**Written request A:** Turn every line of the listing below the imperialism reading into a JSON list of strings, one string per line, with blank lines skipped and the picture markers left out.

**Reading passage:**
One of the results of the Industrial Revolution in Europe was that industrialized countries now needed raw materials for their industries. (England did not grow cotton, or tea!) and markets for their manufactured goods. This led to what is often called a wave of “New Imperialism” in which England France and other Europeans countries colonized almost all of Africa, India and South East Asia. It is important to understand the difference between Imperialism and colonialism.
Briefly:
Imperialism – is the political and economic domination of another country. Building an empire with or without control of country.
 
Colonialism is one extension of Imperialism when the country is taken over and controlled. An example of this is most of Africa and India.
 
The United States prefers Imperialism – remember it WAS a British Colony before American Revolution of 1775-1783. So it rarely practiced direct colonialism when the entire government is controlled by a foreign power.
Imperialism radically changed the subject lands, destroying their indigenous social, political, economic, and cultural structures, making not only difficult to win their independence but also to govern after independence.
Watch this short video on European imperialism in Africa
(2004)“European Imperialism in Africa.” Discovery Communications. Silver Spring, MD. http://www.youtube.com/watch?v=OJe1W_HIWmA
 
Although Americans dominated all of the land between the Atlantic and Pacific coasts, Manifest Destiny was not dead.  Instead, attention turned to American expansion in Latin America, Asia and the Pacific.  Imperialism was underpinned by a belief in the “white man’s burden” to civilize less developed cultures.  However, opposition to imperialism existed in the United States and vocally denounced it on a variety of grounds.
Rudyard Kipling’s poem, “White Man’s Burden,” published in 1899 demonstrates how imperialism was connected to ideas about race.  It communicates the belief that non-whites were not civilized and were not capable of ruling themselves and that white men had a responsibility to take control over African and Asian nations in the interest of the native peoples.  You can read it here:
Kipling, R. (1899). “The White Man’s Burden” Retrieved October 20, 2014, from http://historymatters.gmu.edu/d/5478/
See this list of Interventions in Latin America. http://www.yachana.org/teaching//resources/interventions.html
Keep in mind that the opening of the Panama Canal in 1914 would ensure that the US would be very involved in the region and want to make sure that its enforced security for the canal.
As we have seen racial lines were strongly drawn in the US and these ideas would be carried into the newly occupied lands.
To see what life was like during the building of the Panama Canal see this very interesting photo exhibit with captions.

**Material for this exercise:**
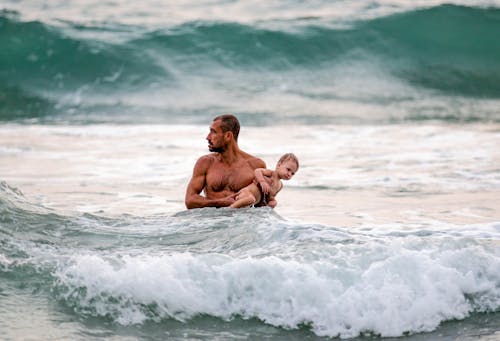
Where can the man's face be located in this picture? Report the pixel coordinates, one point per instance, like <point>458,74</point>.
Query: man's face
<point>215,138</point>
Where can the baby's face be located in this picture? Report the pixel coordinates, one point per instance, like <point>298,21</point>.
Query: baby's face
<point>286,169</point>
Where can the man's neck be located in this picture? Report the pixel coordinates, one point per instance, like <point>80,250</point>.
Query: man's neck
<point>230,155</point>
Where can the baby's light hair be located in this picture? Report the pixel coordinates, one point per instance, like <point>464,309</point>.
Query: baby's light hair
<point>289,156</point>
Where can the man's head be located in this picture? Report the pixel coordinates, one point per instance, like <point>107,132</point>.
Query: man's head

**Written request B:** How does the imperialism reading go between "The United States prefers" and "a foreign power.", inclusive, once "rarely" is changed to "seldom"?

**Correct result A:**
[
  "Where can the man's face be located in this picture? Report the pixel coordinates, one point per instance, like <point>458,74</point>.",
  "Query: man's face",
  "<point>215,138</point>",
  "Where can the baby's face be located in this picture? Report the pixel coordinates, one point per instance, like <point>298,21</point>.",
  "Query: baby's face",
  "<point>286,169</point>",
  "Where can the man's neck be located in this picture? Report the pixel coordinates, one point per instance, like <point>80,250</point>.",
  "Query: man's neck",
  "<point>230,155</point>",
  "Where can the baby's light hair be located in this picture? Report the pixel coordinates, one point per instance, like <point>464,309</point>.",
  "Query: baby's light hair",
  "<point>289,156</point>",
  "Where can the man's head be located in this picture? Report the pixel coordinates, one point per instance, like <point>107,132</point>.",
  "Query: man's head"
]

**Correct result B:**
The United States prefers Imperialism – remember it WAS a British Colony before American Revolution of 1775-1783. So it seldom practiced direct colonialism when the entire government is controlled by a foreign power.